■ Records shown ■
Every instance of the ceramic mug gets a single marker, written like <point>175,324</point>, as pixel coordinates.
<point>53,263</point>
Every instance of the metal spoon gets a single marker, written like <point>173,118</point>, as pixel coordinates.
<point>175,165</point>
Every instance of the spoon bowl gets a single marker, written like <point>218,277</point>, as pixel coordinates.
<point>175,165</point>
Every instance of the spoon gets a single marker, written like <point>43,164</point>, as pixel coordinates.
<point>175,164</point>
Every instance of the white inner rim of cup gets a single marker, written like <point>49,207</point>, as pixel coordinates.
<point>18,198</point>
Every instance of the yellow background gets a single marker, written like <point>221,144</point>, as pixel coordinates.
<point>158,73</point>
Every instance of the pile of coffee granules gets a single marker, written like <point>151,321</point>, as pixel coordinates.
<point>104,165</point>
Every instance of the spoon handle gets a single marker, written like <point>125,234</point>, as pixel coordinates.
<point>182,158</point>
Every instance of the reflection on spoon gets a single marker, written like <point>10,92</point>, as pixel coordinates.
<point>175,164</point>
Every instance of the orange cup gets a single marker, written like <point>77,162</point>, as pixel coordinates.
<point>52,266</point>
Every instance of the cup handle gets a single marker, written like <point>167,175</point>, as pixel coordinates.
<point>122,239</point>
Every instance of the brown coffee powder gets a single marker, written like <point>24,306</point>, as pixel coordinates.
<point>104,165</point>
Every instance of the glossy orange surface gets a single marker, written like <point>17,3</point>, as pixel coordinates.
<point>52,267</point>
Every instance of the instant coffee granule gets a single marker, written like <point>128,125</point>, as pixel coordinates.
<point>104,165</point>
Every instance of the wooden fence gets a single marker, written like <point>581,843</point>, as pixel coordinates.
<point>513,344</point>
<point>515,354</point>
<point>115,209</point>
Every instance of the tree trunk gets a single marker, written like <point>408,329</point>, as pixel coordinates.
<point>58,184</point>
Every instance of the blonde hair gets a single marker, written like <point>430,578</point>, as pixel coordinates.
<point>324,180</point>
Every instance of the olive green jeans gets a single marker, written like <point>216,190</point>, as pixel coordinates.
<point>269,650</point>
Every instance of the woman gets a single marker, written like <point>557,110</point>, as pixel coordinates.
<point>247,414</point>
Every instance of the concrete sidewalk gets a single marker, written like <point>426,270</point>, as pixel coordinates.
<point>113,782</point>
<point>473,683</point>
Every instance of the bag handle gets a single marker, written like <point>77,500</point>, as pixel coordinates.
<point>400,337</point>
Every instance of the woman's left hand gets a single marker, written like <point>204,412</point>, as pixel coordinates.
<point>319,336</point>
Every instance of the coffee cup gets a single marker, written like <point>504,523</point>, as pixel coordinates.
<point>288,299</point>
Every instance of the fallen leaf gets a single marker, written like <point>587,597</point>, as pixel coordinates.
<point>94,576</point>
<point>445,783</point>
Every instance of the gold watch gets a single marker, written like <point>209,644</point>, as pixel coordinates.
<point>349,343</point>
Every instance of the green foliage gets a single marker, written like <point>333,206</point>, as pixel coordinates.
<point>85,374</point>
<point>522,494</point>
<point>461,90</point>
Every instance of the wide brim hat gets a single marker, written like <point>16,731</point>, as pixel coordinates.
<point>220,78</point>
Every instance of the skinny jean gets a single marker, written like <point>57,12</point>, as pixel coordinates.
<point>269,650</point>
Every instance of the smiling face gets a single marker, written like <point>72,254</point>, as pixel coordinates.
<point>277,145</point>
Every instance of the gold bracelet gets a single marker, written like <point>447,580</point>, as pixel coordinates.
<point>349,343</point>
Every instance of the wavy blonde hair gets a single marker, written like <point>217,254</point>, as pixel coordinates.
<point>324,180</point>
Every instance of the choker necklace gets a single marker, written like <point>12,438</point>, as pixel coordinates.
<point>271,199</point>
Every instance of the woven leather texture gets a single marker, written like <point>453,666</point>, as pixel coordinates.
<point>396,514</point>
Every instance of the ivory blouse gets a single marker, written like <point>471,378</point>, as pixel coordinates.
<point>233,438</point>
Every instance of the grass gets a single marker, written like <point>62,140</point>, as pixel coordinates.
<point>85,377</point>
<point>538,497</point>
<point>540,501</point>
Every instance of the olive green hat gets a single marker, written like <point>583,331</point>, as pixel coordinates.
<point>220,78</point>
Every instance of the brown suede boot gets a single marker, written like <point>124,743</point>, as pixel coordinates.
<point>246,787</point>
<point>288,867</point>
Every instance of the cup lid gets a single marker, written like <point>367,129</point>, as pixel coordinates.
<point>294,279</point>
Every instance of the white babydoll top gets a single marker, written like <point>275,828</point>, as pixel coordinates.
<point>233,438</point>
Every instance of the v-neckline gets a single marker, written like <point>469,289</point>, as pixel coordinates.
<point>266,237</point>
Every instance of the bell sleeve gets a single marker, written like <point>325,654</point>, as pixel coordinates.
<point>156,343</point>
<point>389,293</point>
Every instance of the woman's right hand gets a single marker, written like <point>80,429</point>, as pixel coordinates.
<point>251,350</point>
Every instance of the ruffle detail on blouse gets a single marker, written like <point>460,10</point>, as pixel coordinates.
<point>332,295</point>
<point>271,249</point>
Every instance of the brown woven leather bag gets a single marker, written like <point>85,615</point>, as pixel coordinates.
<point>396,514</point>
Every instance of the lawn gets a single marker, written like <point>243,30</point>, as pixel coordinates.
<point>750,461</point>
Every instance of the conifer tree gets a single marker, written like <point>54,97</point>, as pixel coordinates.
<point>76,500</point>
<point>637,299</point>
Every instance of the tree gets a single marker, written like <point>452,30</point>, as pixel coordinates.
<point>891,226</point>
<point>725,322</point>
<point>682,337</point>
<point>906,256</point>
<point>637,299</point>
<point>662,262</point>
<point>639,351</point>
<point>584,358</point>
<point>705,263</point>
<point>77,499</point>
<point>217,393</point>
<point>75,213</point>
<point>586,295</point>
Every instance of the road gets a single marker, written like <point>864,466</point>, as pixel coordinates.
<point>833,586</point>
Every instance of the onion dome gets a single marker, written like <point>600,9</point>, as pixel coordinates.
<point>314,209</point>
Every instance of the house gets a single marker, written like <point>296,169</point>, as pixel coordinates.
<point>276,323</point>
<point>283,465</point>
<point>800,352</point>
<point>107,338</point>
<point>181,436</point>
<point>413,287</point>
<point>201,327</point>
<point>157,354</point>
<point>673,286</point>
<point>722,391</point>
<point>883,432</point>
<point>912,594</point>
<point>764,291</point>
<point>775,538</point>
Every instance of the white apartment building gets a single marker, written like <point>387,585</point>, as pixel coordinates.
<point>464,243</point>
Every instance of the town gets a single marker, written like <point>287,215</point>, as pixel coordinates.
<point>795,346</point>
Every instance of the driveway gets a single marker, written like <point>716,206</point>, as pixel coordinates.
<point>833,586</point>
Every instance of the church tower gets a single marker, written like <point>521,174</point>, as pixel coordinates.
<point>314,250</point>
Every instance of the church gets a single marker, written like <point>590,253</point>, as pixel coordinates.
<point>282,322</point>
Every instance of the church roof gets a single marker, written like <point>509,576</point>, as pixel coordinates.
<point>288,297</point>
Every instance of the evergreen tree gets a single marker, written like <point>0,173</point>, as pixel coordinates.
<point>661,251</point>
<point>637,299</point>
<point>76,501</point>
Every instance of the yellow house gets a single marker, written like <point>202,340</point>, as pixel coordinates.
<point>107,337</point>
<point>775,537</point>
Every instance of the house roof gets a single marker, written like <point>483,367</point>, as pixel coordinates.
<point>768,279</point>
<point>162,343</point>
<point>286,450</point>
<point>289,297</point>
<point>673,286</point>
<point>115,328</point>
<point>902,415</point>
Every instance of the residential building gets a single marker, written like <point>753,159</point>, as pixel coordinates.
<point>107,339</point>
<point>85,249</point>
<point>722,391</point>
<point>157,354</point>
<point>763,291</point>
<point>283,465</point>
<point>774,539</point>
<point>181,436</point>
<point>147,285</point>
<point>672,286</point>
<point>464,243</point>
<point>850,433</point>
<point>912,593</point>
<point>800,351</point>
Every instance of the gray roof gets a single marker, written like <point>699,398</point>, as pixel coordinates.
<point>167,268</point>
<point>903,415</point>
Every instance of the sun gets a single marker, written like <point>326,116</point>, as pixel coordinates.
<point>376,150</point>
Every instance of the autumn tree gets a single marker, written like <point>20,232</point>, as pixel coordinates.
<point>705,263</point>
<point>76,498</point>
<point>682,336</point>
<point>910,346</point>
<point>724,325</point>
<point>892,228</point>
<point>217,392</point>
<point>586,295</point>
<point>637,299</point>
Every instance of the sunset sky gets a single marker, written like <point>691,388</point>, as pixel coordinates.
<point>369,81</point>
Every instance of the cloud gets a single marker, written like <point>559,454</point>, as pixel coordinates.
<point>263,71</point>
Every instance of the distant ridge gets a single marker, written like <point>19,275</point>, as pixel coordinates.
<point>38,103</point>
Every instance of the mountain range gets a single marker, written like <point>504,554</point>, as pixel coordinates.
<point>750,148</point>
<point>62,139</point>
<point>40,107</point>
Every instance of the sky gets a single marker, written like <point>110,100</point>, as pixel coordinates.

■ About this task ■
Return exactly the lines in the records above, beginning with the one that holds "Every instance of the gray" and ending with the last.

■ Result of the exercise ■
Every instance of the gray roof gets a single marker, written like <point>699,398</point>, as pixel coordinates.
<point>167,268</point>
<point>903,415</point>
Every instance of the sun gets a single marker, written like <point>326,116</point>, as pixel coordinates.
<point>376,150</point>
Every instance of the autumn tree gets a single marker, written like <point>20,232</point>, as pixel coordinates.
<point>705,263</point>
<point>76,498</point>
<point>682,336</point>
<point>910,346</point>
<point>724,325</point>
<point>892,228</point>
<point>217,392</point>
<point>586,295</point>
<point>637,299</point>
Every instance of the sunset sky gets a single marker, written like <point>691,388</point>, as pixel coordinates.
<point>369,81</point>
Every instance of the cloud gets a single marker, written like <point>559,454</point>, as pixel coordinates.
<point>263,71</point>
Every instance of the distant ridge gets a single marker, written like <point>19,275</point>, as pixel coordinates.
<point>38,103</point>
Every instance of the mountain range gets a single marker, written like <point>504,554</point>, as pixel coordinates.
<point>750,148</point>
<point>62,139</point>
<point>40,107</point>
Every instance of the sky gets a single marker, written like <point>110,100</point>, as pixel coordinates.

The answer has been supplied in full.